## Short problem
Collect every line in the data below that contains the string "square".

## Records for the exercise
_ _ _ _ _

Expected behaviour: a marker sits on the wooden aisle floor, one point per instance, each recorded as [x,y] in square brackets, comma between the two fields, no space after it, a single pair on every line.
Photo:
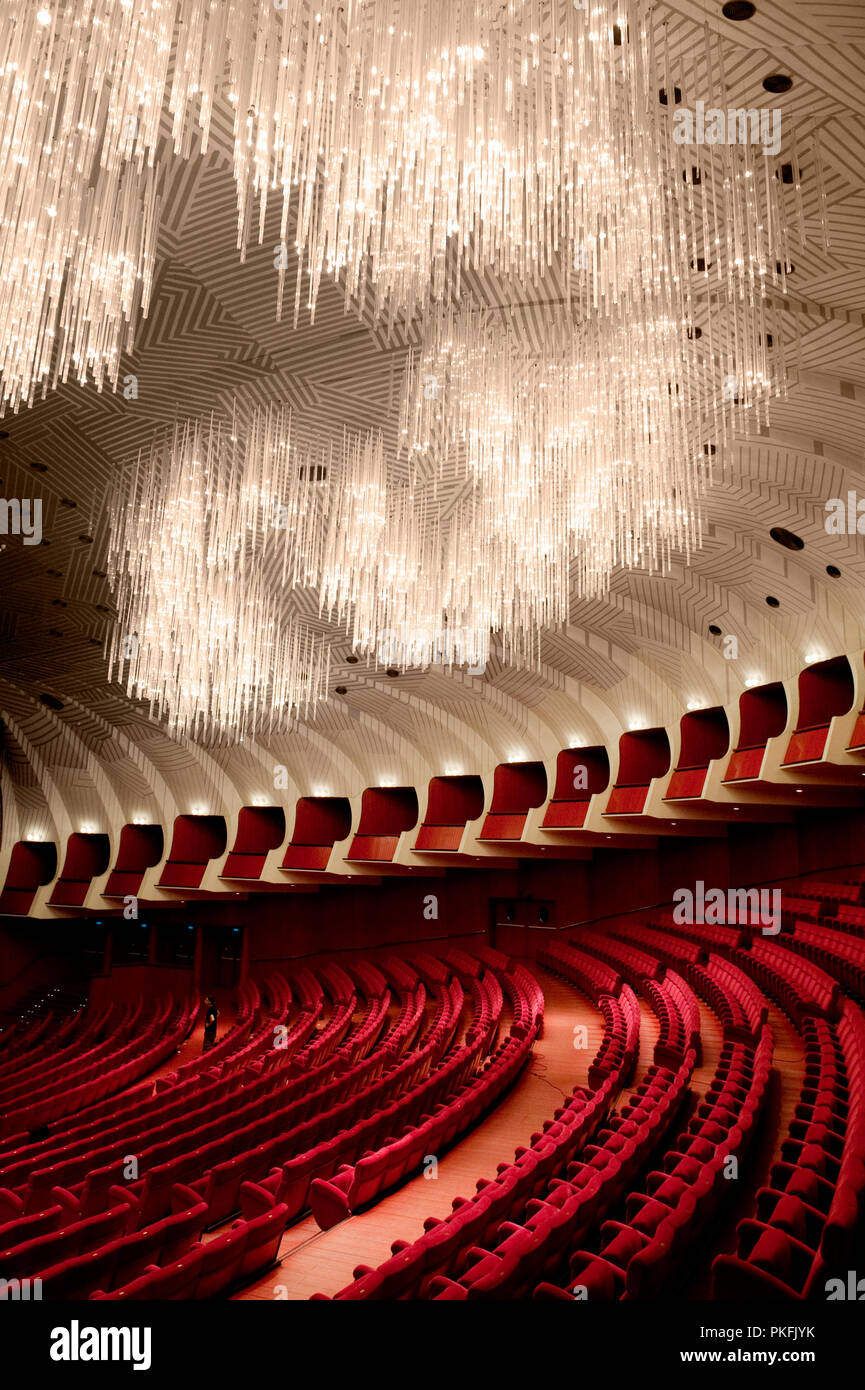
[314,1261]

_ _ _ _ _

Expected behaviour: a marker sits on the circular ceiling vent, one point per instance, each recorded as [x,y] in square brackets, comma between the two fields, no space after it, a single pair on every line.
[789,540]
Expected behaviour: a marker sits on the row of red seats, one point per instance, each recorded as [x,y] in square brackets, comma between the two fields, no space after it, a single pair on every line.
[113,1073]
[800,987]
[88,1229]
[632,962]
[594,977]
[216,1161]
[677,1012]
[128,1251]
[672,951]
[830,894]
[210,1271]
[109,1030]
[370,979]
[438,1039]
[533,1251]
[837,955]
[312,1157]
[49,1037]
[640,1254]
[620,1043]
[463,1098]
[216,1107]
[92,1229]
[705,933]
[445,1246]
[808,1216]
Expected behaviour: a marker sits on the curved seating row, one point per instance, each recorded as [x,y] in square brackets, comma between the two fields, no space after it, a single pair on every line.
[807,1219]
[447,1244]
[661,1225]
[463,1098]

_ _ _ _ _

## Completed task
Expected behaviour: a marker sits on the wooden aisle floor, one point per instance, each recorded as [x,y] in square brackets, comma between the two fields, no space after it, a single pair on every line.
Expected behaviour: a marker sits on the circular ceiling vent, one point per instance, each recorded as [x,y] in square brackets, comma between the two fields, no space after it, a single pair on every line.
Expected behaviour: a marker sits on the row of red seats, one point per instance, each recorded as [x,y] in square brackets, comma between the two fields, no space after it, a single pair on every line.
Expected behaviour: a marker sits on the curved seating row, one point per instance, each recorded as [x,y] in square brackets, comma between the two fields, no space after it, a single pair on every line.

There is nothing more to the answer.